Segmentation data:
[start]

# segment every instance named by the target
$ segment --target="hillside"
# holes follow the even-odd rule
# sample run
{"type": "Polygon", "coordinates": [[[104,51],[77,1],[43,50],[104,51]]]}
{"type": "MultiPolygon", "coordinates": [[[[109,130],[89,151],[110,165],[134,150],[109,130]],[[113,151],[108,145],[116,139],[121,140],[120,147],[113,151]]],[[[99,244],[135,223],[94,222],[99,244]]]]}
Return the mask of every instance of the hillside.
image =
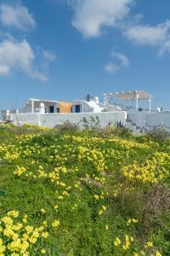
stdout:
{"type": "Polygon", "coordinates": [[[170,255],[170,140],[0,126],[0,255],[170,255]]]}

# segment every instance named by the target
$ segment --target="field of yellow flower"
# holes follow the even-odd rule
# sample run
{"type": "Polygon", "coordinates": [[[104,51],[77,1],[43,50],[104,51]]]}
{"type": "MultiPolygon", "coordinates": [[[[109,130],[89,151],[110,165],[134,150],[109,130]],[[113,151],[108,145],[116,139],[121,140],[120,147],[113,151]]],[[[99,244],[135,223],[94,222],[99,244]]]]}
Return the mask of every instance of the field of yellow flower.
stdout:
{"type": "Polygon", "coordinates": [[[169,252],[169,139],[0,126],[0,256],[169,252]]]}

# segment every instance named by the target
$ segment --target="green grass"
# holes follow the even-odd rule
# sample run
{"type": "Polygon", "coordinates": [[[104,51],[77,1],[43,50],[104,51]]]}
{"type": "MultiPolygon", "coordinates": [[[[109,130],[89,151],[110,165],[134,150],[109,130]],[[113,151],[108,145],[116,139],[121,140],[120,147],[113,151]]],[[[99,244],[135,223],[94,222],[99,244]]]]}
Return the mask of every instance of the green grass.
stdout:
{"type": "MultiPolygon", "coordinates": [[[[30,255],[40,255],[42,248],[45,255],[54,256],[156,255],[156,252],[170,255],[169,139],[2,126],[0,147],[0,219],[14,210],[20,212],[20,221],[28,215],[29,225],[39,227],[48,222],[49,236],[31,244],[30,255]],[[11,159],[16,154],[18,157],[11,159]],[[152,166],[155,168],[156,182],[128,179],[123,175],[125,166],[136,162],[144,167],[148,160],[150,170],[152,166]],[[17,166],[26,167],[20,176],[14,174],[17,166]],[[38,170],[43,170],[42,177],[38,170]],[[160,170],[164,173],[161,178],[160,170]],[[158,198],[152,193],[151,199],[158,201],[157,212],[150,209],[152,205],[147,201],[156,188],[158,198]],[[162,199],[165,195],[167,198],[162,199]],[[128,225],[129,218],[138,223],[128,225]],[[52,227],[54,219],[60,223],[57,228],[52,227]],[[123,249],[125,235],[133,236],[133,241],[123,249]],[[121,240],[117,247],[114,245],[116,237],[121,240]],[[152,241],[153,247],[146,247],[147,241],[152,241]]],[[[3,231],[0,238],[7,246],[11,238],[4,236],[3,231]]],[[[24,255],[20,253],[16,255],[24,255]]],[[[12,252],[7,250],[4,255],[12,252]]]]}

[end]

WHAT YOU NEED TO DO.
Select every line in the material above that contains the word "yellow" and copy those lines.

FINAL ANSWER.
$ segment --target="field of yellow flower"
Return the mask of every instance of the field of yellow flower.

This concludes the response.